» **Text block**:

Writing good English: is scientific English a Latin language in disguise?

Mauricio Rocha-e-Silva

Universidade de São Paulo, São Paulo, Brazil


Received in November 20 2017.
First Review in December 18 2017.
Accepted in January 3 2018.


BACKGROUND: English is the lingua franca of science; it is the language of the two last world superpowers and the language of four out of the world's ten greatest producers of science; it is a fairly simple language and the most hybridized language in history, with Latin and French contributing 60% of the entire English lexicon. The object of this study is to determine whether the frequency of use of imported words is a function of literary genre.
METHOD: texts were randomly selected from (a) medical scientific original articles, (b) newspaper financial reports, (c) sport reportages, (d) literary texts and (e) colloquial English; for comparison a collection of similarly distributed texts were selected from Portuguese; the frequency of occurrence of Latin or Neo-Latin words was determined in the English texts as well as the occurrence of non-Latin or non-Neo-Latin words in the Portuguese texts; a oneway analysis of variance was used to determine whether significant differences occurred between genres in the two languages.
RESULTS: The frequency of occurrence of Latin/French words in English text was significantly dependent on the literary genre, being maximal in medical scientific texts and minimal in colloquial English; in contrast, the frequency of occurrence of non-Latin words in Portuguese was constant throughout the same literary genres.
CONCLUSION: The use of Latin/French words in English is directly proportional to the complexity of the literary genre, a phenomenon not observed in Portuguese, a typical Neo-Latin language.

Keywords: Medical Education; Scientific language; Ethymology.


CONTEXTO: o inglês é a língua franca da ciência; é a língua das duas mais recentes superpotências mundiais e a língua de quatro dos dez maiores produtores de ciência do mundo; é uma língua bastante simples e o idioma mais hibridizado da história, com o latim e o francês contribuindo com aproximadamente 60% do léxico inglês. O objetivo deste estudo é determinar se a frequência de uso de palavras importadas é uma função do gênero literário.

» **Required work**:
1. In the abstract on scientific English, which genre of English text had the highest frequency of Latin/French words?
2. Pull out the part of the abstract on scientific English between "Mauricio Rocha-e-Silva" and "January 3 2018.", inclusive, word for word.

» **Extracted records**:
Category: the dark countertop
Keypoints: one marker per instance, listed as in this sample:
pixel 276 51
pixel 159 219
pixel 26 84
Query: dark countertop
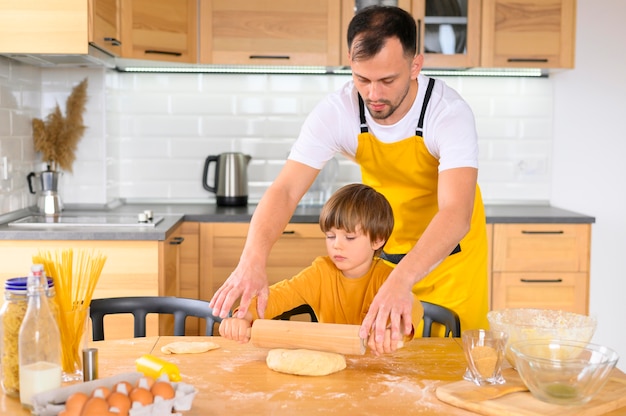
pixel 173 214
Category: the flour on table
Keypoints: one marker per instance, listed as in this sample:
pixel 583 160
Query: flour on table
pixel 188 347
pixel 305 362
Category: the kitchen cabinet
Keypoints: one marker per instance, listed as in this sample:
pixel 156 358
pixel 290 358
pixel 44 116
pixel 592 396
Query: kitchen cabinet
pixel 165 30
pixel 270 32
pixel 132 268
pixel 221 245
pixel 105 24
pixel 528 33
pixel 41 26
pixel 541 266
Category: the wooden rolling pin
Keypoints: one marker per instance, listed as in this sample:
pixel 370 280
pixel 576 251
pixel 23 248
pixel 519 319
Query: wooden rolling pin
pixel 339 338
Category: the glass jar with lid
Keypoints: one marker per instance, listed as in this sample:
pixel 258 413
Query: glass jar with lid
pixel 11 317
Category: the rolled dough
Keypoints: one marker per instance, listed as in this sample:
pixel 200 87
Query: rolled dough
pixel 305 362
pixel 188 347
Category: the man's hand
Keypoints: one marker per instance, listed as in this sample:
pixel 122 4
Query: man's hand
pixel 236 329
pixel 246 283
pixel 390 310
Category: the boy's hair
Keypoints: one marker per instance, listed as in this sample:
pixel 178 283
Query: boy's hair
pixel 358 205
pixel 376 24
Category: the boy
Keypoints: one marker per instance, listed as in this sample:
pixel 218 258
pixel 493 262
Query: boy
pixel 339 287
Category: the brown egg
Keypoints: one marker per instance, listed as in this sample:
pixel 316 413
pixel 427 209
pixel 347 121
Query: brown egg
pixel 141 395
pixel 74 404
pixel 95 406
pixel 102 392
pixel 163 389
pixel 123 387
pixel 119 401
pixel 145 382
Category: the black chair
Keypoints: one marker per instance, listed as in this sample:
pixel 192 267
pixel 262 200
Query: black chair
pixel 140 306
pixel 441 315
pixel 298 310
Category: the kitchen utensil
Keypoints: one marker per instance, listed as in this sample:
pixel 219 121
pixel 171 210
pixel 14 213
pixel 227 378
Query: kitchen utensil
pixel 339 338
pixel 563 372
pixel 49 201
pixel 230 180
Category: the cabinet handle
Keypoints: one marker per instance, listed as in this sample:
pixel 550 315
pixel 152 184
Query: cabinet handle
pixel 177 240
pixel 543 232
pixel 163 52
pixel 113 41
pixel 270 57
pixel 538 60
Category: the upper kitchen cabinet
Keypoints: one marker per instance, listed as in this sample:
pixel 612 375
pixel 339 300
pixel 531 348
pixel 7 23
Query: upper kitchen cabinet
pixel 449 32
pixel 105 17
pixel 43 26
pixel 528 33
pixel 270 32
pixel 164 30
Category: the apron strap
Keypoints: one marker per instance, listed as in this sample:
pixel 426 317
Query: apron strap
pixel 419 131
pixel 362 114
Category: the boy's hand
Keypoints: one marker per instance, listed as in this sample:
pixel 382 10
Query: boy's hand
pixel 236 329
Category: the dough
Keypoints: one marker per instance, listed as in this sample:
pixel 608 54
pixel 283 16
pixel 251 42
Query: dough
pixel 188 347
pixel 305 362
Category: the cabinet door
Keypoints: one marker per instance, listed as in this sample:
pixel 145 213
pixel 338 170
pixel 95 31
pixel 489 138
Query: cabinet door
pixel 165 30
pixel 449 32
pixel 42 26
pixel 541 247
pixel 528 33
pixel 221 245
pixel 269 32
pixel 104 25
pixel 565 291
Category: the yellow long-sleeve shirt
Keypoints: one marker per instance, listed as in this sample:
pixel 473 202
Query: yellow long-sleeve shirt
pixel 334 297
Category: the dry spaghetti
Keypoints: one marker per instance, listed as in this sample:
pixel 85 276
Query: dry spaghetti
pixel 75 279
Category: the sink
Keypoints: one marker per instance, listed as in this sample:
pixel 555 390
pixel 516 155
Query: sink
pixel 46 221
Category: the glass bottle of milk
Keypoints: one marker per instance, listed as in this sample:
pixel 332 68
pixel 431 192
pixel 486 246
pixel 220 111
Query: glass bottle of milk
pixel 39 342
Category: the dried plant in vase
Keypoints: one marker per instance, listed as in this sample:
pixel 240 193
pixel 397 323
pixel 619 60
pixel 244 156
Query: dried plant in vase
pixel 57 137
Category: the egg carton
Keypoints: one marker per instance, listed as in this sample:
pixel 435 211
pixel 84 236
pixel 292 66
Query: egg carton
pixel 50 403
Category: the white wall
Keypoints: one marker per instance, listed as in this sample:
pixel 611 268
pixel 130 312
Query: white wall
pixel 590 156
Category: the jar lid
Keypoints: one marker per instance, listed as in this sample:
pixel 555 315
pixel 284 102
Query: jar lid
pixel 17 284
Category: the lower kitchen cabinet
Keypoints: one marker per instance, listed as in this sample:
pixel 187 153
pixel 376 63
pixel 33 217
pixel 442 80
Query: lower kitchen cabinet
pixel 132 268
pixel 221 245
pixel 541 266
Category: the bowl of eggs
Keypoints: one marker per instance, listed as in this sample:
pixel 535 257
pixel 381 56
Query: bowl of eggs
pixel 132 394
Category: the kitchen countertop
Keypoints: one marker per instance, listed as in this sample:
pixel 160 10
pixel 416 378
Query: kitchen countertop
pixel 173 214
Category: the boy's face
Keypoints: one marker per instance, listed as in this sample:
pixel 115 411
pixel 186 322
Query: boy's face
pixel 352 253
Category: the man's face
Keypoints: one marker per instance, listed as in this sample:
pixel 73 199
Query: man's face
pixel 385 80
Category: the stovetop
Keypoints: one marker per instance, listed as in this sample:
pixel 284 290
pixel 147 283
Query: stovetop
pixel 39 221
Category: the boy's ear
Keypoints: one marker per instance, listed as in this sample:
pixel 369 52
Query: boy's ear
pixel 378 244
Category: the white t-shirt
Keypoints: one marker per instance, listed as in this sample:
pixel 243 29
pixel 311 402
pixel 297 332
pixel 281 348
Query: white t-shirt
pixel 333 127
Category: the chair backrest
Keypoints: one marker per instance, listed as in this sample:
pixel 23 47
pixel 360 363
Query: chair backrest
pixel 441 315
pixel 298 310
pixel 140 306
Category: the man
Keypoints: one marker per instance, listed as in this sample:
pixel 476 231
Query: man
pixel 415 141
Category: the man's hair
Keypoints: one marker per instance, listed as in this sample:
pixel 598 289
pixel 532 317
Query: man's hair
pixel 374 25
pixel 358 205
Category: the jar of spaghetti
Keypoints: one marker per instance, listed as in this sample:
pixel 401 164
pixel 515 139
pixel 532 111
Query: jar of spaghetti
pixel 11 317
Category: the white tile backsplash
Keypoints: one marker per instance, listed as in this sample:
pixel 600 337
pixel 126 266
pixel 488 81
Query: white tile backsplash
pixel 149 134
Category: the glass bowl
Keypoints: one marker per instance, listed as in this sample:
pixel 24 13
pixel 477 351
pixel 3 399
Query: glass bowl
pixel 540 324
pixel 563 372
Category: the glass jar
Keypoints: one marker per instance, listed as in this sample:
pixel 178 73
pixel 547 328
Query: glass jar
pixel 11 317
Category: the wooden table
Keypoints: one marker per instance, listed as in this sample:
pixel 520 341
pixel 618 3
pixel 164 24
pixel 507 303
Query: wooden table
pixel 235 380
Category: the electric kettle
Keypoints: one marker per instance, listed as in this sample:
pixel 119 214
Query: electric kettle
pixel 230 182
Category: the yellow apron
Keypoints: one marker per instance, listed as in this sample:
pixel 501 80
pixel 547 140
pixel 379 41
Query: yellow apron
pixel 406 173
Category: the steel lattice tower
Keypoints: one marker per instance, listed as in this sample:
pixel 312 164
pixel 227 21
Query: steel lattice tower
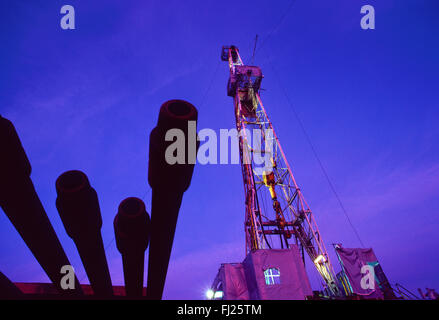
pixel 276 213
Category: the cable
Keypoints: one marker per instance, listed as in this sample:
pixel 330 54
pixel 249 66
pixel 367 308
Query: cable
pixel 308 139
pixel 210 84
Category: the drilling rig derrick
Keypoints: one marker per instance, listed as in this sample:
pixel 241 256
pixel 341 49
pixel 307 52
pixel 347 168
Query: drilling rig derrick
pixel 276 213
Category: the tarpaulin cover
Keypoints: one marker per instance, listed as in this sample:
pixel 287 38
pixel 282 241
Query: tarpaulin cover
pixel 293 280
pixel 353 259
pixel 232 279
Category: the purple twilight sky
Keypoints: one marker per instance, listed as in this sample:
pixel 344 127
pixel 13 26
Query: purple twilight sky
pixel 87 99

==

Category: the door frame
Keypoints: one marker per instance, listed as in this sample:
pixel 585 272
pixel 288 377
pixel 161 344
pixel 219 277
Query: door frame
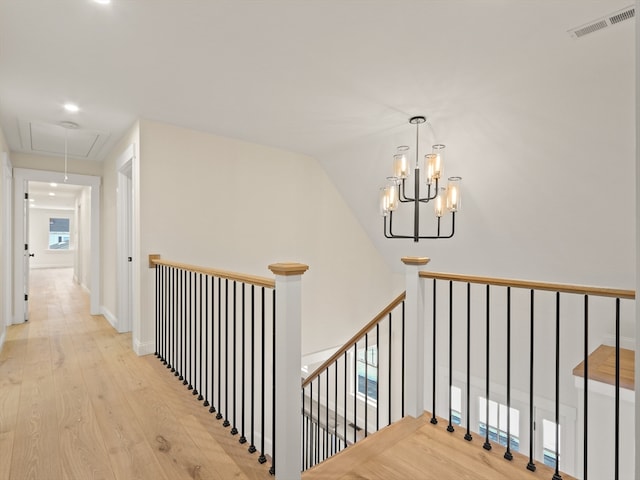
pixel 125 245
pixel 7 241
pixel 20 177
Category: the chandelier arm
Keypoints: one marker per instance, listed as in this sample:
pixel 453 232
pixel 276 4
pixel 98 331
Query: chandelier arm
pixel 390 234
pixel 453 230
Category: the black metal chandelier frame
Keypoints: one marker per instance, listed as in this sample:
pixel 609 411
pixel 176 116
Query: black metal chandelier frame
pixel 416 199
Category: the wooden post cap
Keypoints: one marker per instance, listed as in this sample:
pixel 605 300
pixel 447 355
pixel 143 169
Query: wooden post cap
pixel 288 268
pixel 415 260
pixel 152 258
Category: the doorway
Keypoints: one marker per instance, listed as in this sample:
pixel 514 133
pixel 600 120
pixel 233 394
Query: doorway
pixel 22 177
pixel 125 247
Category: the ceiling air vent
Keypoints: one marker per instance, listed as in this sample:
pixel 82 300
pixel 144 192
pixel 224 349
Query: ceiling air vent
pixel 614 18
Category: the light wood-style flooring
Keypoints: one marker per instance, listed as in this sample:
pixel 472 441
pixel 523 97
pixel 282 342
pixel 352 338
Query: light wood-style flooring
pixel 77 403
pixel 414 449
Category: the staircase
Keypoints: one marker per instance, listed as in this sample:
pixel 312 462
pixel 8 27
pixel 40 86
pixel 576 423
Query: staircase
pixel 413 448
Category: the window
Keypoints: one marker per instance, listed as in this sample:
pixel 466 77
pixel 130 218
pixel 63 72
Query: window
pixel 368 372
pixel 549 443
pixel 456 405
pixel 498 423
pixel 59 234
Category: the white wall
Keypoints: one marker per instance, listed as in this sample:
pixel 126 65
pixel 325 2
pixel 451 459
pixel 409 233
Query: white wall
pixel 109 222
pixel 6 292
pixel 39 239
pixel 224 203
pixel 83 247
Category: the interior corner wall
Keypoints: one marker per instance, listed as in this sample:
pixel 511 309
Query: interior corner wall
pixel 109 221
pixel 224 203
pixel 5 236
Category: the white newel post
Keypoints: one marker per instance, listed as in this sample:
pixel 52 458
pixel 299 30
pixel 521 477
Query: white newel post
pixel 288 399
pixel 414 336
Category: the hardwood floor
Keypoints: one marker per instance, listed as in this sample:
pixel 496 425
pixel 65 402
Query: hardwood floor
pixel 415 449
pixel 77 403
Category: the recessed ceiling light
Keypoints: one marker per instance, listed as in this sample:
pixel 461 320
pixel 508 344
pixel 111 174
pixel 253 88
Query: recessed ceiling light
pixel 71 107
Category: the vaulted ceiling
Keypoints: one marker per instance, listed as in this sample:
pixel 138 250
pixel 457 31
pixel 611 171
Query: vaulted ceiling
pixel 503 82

» **Results by task**:
1. Medical scientific texts.

2.
Mauricio Rocha-e-Silva

Universidade de São Paulo, São Paulo, Brazil


Received in November 20 2017.
First Review in December 18 2017.
Accepted in January 3 2018.